The good news for shareholders is that with these value investments, the dividends have not only been paid continuously, but have also increased significantly over the past five to 10 years. Case in point: Enbridge Inc. (TSX:ENB)(NYSE:ENB). Shares, which traded at a price close to $18 10 years ago (after adjusting for splits), paid a dividend of approximately $0.154 per share, per quarter. The annualized yield worked out to be approximately 3.25% at the time.
Investors who’d purchased and held shares at these levels 10 years ago have done very well. The total capital appreciation over the 10-year period works out to be close to 185%, or, when measured by compounded annual growth rate (CAGR), equates to just shy of 12.5%.
For investors who’d purchased shares only five years ago, the results have still been good, but not quite as good as those who’d purchased shares 10 years ago. The share price five years ago was approximately $39 with quarterly dividends being paid in the amount of $0.28 per share. The dividend yield was under 3% at that time. For those who have stayed invested, the capital appreciation has been a respectable 33%, which translates to a CAGR of approximately 7.4%.
■ ■ ■ ■ ■ ■ ■
--- Tasks for this exercise ---
A - What quarterly dividend per share did Enbridge pay five years ago, according to the Enbridge excerpt?
B - Set down the part of the Enbridge excerpt that begins with the words containing "The good news" and ends with "shy of 12.5%.".
C - List every dollar amount that appears in the Enbridge excerpt.

--- Dataset section ---
■ ■ ■ ■ ■ ■ ■
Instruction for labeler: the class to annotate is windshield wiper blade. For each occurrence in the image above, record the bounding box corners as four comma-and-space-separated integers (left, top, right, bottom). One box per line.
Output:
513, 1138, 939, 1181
■ ■ ■ ■ ■ ■ ■
--- Exercise responses ---
A - $0.28 per share

B -
The good news for shareholders is that with these value investments, the dividends have not only been paid continuously, but have also increased significantly over the past five to 10 years. Case in point: Enbridge Inc. (TSX:ENB)(NYSE:ENB). Shares, which traded at a price close to $18 10 years ago (after adjusting for splits), paid a dividend of approximately $0.154 per share, per quarter. The annualized yield worked out to be approximately 3.25% at the time.
Investors who’d purchased and held shares at these levels 10 years ago have done very well. The total capital appreciation over the 10-year period works out to be close to 185%, or, when measured by compounded annual growth rate (CAGR), equates to just shy of 12.5%.

C - $18, $0.154, $39, $0.28